WHAT YOU ARE ASKED TO DO: Below are some records; copy each line in them that contains "cage".

MATERIAL FOR THE TASK:
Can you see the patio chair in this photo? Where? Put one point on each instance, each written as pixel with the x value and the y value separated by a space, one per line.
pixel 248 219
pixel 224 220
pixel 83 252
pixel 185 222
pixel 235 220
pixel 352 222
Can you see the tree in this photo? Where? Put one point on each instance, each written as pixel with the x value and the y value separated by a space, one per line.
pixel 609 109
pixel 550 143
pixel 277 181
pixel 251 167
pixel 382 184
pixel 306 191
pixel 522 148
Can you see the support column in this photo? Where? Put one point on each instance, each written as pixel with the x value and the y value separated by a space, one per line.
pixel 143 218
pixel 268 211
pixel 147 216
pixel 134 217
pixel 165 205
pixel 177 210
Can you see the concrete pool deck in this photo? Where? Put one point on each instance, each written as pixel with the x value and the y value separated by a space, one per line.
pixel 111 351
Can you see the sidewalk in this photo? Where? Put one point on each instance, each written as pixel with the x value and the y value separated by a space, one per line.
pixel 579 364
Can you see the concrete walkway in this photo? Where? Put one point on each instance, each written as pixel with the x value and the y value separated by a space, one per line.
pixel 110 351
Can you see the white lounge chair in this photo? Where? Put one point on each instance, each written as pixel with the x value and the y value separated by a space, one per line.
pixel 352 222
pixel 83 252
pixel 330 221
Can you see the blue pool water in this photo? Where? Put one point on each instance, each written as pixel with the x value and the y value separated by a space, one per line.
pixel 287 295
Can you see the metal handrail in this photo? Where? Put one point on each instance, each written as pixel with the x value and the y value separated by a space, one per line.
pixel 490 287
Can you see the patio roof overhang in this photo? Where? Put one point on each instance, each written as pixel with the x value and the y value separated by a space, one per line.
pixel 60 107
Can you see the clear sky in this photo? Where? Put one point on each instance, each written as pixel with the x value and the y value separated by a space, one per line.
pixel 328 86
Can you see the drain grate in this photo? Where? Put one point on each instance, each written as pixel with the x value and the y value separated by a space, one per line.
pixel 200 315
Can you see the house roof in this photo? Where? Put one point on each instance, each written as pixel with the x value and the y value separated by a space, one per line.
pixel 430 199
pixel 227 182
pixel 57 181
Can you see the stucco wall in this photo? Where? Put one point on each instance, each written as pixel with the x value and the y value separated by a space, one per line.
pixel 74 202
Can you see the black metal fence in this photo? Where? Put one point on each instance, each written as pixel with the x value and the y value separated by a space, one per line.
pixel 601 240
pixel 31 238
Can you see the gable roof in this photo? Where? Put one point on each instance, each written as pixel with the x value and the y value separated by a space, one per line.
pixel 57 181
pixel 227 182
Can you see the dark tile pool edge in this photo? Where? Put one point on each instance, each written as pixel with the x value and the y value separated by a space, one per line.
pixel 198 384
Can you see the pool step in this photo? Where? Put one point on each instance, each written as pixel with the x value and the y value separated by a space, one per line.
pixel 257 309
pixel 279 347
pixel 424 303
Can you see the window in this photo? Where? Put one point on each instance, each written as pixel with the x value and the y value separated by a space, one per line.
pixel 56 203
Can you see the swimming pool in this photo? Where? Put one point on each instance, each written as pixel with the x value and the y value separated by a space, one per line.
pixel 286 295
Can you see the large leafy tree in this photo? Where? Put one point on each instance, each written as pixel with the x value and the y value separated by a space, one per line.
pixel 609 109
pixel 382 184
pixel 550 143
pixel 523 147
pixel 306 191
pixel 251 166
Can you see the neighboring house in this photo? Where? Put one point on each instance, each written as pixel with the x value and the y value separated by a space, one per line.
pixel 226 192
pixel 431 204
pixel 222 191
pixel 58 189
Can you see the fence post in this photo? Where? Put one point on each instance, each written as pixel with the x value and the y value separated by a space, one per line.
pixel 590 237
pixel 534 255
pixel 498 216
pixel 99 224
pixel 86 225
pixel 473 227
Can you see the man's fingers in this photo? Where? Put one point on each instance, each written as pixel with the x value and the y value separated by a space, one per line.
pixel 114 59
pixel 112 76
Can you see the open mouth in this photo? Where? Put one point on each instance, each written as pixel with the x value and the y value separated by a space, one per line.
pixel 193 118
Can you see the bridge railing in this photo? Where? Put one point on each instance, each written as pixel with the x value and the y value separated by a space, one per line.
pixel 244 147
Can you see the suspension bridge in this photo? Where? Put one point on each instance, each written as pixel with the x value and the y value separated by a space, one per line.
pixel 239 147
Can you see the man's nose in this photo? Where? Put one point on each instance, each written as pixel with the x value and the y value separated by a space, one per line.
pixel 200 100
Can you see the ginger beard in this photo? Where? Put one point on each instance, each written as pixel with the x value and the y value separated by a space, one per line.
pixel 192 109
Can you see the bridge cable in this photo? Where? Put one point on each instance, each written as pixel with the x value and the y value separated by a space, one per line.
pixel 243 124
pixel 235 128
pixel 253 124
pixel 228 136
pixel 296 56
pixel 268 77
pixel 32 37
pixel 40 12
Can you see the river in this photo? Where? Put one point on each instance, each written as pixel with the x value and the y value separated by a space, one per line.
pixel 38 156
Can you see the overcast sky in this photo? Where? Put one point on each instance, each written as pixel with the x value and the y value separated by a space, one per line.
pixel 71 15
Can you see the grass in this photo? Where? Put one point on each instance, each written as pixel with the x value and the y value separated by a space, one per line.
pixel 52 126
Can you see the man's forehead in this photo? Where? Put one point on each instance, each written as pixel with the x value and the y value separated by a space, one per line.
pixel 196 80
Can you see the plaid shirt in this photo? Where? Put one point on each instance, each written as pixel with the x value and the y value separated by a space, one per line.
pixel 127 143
==
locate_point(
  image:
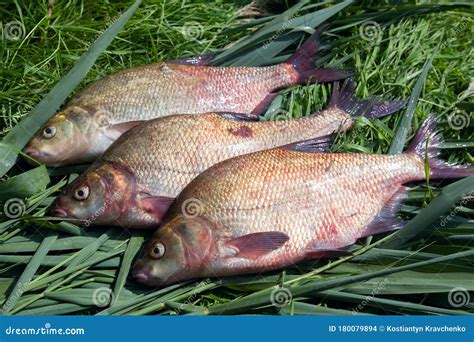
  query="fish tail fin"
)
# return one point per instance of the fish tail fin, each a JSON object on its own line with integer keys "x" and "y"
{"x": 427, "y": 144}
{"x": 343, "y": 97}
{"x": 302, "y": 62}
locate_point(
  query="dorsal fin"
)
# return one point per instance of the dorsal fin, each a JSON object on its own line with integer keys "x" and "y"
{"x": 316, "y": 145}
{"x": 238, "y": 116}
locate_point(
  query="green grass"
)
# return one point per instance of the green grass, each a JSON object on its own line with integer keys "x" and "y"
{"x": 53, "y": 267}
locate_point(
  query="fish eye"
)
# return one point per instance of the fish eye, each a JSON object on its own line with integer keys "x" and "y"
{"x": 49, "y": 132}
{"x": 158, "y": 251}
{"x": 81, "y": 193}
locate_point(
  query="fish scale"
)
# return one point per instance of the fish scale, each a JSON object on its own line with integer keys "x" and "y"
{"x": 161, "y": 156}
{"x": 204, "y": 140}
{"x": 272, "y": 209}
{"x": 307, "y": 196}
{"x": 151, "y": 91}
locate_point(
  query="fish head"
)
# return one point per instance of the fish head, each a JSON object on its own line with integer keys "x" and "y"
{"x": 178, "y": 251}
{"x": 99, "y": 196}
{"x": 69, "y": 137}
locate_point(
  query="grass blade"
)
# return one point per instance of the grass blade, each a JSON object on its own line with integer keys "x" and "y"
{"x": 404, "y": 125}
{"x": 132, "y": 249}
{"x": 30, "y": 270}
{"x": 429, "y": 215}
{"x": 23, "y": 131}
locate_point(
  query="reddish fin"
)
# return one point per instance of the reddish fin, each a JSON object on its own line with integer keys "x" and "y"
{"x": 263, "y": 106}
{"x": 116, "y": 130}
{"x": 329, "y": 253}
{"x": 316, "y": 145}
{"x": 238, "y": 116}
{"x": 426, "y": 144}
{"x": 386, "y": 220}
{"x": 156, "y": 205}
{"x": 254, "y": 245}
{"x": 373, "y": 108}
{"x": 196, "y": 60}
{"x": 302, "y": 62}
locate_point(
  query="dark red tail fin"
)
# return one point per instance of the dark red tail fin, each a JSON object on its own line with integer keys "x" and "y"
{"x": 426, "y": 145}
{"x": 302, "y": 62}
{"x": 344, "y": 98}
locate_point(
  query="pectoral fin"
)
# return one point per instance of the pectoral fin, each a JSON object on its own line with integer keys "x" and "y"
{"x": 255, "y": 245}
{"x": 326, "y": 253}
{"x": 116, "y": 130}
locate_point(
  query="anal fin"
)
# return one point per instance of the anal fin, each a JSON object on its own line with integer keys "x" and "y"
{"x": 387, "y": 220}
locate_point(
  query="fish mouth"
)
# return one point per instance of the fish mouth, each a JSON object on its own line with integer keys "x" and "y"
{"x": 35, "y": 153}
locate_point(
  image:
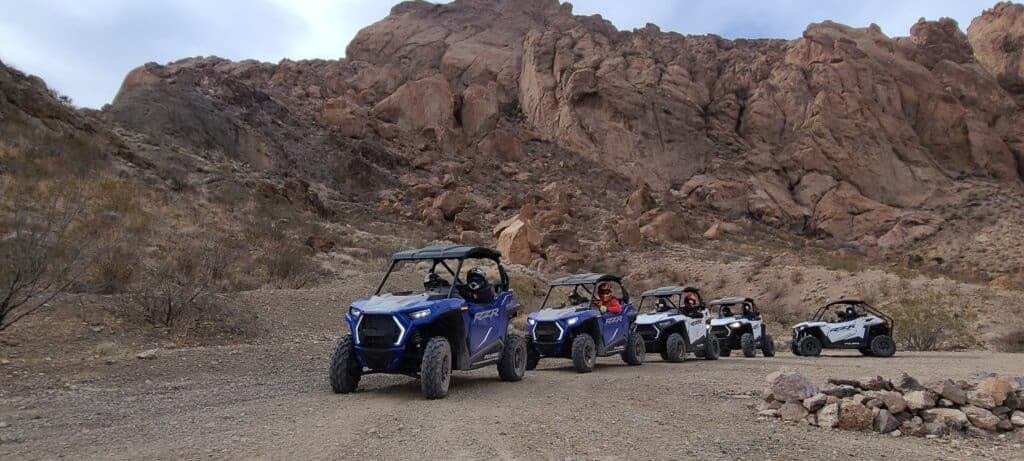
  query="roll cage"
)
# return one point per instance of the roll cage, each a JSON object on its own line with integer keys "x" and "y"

RESPONSE AREA:
  query="roll cage"
# return one point per instance of the roll cage, each a JSON object on its own line with integer keys "x" and "y"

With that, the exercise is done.